- MATERIAL PROVIDED -
============

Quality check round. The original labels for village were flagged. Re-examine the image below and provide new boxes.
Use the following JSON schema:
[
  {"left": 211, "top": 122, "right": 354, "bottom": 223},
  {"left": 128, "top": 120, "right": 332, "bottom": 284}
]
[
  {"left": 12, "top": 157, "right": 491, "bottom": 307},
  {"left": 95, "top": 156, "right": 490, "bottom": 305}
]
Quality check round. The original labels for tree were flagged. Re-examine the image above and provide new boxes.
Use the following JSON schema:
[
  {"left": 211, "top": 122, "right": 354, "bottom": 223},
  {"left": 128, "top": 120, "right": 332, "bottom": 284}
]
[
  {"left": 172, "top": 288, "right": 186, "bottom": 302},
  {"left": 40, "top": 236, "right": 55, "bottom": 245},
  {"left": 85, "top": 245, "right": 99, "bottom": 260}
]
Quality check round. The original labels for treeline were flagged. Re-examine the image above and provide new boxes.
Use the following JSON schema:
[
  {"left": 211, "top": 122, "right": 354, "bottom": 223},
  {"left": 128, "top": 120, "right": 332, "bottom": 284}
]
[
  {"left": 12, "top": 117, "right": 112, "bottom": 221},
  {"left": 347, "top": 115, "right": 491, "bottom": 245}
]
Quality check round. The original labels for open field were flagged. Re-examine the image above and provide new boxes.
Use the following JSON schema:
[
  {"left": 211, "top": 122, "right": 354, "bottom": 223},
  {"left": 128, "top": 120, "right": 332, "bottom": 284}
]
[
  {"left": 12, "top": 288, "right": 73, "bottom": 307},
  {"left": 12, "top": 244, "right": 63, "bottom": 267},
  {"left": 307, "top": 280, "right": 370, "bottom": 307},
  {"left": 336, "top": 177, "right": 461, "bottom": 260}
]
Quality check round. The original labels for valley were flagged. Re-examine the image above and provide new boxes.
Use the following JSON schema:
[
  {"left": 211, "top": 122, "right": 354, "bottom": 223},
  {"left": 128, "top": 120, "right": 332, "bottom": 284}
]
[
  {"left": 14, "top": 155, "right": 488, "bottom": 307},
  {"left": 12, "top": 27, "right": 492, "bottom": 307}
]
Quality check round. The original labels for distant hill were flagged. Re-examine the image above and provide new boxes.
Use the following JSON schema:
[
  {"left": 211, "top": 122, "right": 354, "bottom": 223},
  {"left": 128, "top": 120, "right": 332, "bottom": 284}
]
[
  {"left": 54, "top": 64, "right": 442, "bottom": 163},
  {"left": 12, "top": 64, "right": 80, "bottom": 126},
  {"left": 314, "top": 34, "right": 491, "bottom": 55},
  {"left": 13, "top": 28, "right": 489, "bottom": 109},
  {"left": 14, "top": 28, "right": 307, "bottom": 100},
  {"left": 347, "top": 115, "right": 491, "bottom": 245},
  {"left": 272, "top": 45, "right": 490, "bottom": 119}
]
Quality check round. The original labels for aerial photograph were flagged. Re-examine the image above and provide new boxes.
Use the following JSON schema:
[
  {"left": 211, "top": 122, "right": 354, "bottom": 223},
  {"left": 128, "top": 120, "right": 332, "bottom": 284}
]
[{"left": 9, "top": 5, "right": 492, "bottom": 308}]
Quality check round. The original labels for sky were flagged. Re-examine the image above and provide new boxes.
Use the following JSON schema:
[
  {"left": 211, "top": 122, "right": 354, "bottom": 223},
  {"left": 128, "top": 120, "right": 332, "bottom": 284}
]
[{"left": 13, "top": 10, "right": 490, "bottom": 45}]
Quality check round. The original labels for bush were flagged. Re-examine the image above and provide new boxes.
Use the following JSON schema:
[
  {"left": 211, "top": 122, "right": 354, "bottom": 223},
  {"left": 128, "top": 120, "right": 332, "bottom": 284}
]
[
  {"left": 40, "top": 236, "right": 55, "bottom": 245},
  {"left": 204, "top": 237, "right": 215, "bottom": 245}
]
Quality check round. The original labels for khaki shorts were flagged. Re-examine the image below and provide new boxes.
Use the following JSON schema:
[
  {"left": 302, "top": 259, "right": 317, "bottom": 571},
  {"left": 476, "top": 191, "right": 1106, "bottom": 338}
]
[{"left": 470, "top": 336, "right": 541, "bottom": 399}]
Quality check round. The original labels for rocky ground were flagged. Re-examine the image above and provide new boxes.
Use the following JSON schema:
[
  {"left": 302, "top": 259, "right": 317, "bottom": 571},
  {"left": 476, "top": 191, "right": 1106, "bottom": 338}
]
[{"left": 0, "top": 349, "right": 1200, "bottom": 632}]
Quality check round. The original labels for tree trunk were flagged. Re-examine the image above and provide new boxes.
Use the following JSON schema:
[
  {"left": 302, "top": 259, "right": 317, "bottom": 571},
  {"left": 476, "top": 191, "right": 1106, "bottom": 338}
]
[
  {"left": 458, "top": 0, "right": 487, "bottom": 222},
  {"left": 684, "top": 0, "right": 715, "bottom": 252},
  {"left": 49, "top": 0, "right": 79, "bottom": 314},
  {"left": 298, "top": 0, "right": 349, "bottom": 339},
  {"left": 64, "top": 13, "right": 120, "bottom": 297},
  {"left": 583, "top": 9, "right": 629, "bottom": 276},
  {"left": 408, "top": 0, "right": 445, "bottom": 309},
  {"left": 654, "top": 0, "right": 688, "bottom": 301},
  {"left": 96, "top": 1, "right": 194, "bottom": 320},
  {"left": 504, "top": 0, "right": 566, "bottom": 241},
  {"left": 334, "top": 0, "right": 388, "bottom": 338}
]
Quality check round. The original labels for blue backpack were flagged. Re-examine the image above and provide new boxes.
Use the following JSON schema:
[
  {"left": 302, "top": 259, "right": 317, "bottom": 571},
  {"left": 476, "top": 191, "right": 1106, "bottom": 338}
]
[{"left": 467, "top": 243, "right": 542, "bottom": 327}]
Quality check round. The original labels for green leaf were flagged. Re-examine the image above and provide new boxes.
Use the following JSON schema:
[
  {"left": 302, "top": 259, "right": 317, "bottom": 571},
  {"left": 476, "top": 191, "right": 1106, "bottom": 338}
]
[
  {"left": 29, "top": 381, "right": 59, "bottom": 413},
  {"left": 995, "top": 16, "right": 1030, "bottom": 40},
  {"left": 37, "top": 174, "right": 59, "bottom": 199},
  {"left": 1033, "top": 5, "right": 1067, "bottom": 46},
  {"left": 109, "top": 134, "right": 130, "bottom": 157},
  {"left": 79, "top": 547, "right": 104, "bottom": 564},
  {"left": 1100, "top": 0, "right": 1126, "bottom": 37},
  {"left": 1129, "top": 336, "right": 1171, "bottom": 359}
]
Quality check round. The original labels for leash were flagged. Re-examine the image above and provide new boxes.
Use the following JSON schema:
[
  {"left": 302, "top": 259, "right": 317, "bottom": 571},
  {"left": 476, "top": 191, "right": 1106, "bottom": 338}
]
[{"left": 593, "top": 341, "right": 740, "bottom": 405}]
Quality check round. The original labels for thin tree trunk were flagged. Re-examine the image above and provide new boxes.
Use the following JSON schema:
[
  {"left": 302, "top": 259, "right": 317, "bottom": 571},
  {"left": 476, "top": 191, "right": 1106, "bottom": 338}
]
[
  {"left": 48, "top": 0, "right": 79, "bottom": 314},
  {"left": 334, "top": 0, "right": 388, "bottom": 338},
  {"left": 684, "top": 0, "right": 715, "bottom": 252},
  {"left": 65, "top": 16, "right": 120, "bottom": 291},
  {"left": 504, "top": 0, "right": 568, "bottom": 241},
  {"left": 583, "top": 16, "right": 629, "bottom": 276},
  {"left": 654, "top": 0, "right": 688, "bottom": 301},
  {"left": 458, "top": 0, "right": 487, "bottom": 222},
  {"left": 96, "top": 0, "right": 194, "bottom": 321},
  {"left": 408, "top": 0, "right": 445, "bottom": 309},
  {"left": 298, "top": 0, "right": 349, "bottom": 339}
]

============

- WHAT IS BEING ASKED -
Collect every line of the entries above that contains the word "trunk", matching case exactly, and copy each one out in full.

- RESULT BELOW -
Quality check round. The original labels for tree trunk were flagged. Re-examine the image above and provide new boxes.
Quality check round. The original labels for thin tree trunk were flagged. Re-examine the image above and provide new boxes.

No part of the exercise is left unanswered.